» TASK DETAILS
Copy out, with no changes, the part of the records that opens with the line containing "segment --target pink" and closes at the end of the records.

# # #

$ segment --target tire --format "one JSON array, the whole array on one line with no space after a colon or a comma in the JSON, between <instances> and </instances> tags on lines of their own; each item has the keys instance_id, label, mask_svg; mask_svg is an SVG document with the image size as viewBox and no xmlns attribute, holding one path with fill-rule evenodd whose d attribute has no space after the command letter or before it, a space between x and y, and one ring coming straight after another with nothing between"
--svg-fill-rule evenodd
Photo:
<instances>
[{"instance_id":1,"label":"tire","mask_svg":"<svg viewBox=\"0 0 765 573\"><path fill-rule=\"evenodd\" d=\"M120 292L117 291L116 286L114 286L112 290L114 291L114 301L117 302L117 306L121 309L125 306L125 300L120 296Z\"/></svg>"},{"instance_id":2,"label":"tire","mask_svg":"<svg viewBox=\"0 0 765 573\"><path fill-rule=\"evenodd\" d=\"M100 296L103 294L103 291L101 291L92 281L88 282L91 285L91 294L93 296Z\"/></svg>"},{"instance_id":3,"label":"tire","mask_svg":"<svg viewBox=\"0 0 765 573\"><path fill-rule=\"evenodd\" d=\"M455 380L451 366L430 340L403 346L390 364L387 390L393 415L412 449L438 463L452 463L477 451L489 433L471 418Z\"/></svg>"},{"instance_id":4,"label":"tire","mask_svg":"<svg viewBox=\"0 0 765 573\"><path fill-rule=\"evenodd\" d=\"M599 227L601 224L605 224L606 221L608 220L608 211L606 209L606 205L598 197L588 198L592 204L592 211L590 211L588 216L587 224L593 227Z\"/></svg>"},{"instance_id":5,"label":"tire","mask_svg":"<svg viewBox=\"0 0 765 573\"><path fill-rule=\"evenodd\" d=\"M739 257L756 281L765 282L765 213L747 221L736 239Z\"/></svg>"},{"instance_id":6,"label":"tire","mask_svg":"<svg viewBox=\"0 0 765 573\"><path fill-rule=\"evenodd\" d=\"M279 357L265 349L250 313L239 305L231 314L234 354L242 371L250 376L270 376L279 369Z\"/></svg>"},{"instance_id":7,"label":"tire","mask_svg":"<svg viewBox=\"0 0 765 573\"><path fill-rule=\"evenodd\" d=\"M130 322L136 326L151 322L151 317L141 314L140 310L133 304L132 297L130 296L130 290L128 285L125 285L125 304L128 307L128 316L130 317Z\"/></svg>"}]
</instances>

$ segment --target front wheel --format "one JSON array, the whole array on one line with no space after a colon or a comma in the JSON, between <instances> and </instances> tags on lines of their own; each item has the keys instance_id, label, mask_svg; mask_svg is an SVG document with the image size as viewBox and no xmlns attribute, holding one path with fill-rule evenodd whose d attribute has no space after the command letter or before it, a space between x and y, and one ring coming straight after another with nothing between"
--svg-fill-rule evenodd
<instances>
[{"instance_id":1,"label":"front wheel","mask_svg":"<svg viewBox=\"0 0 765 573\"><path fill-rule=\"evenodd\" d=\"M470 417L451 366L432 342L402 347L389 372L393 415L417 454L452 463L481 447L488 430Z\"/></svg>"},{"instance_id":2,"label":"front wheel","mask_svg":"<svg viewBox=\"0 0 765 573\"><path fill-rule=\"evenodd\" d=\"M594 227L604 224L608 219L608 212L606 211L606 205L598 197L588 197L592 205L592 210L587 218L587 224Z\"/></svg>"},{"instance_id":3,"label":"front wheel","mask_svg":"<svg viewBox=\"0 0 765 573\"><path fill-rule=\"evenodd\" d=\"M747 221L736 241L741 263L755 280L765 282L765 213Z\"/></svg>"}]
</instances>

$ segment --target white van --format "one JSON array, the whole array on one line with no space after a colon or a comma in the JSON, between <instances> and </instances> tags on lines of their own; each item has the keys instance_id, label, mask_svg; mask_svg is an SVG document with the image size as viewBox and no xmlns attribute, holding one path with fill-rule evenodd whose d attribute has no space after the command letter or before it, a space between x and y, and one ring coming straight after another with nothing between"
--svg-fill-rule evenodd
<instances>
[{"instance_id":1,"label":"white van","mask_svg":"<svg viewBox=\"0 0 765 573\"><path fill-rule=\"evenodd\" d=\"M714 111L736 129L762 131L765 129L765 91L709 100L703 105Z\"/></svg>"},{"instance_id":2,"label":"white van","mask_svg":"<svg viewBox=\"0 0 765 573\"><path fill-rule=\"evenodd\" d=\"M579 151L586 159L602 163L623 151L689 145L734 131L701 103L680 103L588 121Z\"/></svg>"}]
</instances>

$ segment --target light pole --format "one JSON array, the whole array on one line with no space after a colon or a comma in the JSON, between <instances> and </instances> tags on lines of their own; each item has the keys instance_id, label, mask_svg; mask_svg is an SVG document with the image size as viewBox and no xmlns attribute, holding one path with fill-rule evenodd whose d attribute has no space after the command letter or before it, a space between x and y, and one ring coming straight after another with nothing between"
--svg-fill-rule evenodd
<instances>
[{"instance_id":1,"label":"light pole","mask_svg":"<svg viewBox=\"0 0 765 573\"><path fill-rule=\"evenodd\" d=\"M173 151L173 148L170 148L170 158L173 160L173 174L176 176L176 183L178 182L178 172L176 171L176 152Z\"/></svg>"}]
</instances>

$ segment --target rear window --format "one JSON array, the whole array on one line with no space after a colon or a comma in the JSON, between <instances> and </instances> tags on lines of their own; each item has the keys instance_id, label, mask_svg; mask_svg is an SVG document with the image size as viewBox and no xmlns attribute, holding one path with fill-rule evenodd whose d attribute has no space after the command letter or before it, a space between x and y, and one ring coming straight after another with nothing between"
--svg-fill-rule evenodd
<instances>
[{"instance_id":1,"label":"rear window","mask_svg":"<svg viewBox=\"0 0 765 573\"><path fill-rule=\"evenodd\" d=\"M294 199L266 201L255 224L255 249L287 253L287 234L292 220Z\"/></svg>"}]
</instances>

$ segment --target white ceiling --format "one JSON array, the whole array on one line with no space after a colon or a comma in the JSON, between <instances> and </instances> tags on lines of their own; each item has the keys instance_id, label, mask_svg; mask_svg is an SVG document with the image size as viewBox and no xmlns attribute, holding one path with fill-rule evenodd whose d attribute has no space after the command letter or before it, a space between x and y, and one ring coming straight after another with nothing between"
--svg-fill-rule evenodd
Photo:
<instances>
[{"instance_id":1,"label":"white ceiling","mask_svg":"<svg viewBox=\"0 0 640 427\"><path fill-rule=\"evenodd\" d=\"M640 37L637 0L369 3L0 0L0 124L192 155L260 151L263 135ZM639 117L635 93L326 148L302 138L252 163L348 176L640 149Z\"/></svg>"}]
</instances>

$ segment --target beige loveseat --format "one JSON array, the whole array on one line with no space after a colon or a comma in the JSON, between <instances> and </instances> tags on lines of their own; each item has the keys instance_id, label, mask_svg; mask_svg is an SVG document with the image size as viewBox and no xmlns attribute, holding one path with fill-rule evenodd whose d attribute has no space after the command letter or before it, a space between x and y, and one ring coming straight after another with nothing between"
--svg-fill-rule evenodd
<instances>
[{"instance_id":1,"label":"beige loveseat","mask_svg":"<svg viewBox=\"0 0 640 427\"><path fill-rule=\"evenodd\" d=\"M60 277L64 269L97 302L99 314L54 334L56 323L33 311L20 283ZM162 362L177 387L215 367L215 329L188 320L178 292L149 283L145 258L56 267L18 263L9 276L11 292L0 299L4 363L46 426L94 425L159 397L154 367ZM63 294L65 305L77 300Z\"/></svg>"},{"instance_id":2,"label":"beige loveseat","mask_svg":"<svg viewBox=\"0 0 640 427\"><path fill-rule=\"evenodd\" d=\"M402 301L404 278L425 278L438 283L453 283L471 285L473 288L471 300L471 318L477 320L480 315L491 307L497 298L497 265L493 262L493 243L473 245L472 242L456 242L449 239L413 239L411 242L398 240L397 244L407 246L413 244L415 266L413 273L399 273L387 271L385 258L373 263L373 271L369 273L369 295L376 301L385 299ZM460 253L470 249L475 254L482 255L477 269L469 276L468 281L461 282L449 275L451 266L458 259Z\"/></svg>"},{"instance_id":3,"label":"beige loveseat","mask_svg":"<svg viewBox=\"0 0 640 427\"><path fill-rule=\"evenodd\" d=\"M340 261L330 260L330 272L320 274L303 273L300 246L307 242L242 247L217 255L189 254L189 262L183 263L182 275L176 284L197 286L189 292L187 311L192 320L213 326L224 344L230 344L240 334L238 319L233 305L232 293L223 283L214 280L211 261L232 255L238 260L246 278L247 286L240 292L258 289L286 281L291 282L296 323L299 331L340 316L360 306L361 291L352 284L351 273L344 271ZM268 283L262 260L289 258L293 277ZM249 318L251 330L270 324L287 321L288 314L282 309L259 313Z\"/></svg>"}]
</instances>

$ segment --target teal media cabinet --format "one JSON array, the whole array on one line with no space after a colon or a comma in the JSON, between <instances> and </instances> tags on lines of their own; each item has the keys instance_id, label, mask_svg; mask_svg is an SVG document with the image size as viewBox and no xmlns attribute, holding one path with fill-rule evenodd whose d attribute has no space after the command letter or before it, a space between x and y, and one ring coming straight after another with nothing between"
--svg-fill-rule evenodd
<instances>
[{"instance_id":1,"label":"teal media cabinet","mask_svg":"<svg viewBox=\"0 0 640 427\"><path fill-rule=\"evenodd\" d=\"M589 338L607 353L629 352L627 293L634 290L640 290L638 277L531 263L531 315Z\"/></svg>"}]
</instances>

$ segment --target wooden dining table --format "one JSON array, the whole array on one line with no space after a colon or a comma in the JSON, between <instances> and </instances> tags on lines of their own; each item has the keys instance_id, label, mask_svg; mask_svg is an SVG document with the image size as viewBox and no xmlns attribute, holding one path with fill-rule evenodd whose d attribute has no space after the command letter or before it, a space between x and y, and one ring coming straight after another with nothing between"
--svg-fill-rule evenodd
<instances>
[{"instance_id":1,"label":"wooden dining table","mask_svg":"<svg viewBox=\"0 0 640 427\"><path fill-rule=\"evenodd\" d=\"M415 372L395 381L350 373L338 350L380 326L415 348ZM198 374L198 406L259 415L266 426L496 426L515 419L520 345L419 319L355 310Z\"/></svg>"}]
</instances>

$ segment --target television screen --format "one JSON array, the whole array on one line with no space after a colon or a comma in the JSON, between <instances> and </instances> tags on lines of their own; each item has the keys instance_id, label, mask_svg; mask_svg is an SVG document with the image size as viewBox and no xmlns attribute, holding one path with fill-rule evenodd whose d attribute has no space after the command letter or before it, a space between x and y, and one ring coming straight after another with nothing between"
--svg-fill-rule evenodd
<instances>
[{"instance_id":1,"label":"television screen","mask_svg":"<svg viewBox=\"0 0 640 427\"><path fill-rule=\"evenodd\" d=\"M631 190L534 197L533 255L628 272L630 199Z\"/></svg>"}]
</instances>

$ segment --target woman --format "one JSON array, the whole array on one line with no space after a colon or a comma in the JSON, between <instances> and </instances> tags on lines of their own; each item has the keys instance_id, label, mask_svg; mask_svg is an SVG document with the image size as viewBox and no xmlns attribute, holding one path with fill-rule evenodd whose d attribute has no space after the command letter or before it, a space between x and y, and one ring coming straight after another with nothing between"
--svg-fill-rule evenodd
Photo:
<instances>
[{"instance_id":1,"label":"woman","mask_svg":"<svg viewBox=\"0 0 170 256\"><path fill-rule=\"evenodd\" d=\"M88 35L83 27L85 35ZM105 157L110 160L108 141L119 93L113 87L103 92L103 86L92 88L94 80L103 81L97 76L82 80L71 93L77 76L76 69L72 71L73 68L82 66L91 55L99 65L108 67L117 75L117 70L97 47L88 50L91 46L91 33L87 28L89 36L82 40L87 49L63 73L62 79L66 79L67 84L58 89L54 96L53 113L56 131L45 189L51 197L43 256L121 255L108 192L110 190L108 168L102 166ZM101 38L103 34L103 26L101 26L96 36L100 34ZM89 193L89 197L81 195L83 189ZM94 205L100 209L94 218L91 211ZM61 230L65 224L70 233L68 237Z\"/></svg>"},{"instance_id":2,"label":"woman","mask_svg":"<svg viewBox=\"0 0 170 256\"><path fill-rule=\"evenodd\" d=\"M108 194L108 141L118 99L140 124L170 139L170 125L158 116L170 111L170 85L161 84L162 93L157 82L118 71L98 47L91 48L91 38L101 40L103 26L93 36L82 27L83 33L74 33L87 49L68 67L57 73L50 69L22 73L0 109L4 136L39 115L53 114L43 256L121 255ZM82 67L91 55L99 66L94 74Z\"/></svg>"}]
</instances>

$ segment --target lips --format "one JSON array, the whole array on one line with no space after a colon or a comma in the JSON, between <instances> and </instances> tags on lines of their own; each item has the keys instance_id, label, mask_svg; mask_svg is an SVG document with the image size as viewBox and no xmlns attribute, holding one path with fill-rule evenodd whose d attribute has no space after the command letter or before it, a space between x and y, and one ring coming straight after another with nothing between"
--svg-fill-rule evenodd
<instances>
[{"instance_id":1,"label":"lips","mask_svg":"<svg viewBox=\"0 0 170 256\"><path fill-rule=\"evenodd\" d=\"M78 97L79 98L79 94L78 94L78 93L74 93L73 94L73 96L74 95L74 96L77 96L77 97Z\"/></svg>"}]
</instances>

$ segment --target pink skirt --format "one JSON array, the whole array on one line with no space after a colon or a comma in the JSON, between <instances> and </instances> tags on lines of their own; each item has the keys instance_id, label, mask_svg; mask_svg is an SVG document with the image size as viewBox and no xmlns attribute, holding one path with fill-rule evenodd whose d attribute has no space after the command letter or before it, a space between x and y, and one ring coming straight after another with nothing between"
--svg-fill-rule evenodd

# # #

» RESPONSE
$ segment --target pink skirt --format "one JSON array, the whole array on one line with no space after a colon or a comma in the JSON, between <instances> and </instances> tags on lines of their own; each item has the keys instance_id, label, mask_svg; mask_svg is an SVG document with the image size as viewBox and no xmlns attribute, holding one path with fill-rule evenodd whose d attribute has no space after the command letter or before it, a space between x and y, and one ring coming straight after another with nothing between"
--svg-fill-rule evenodd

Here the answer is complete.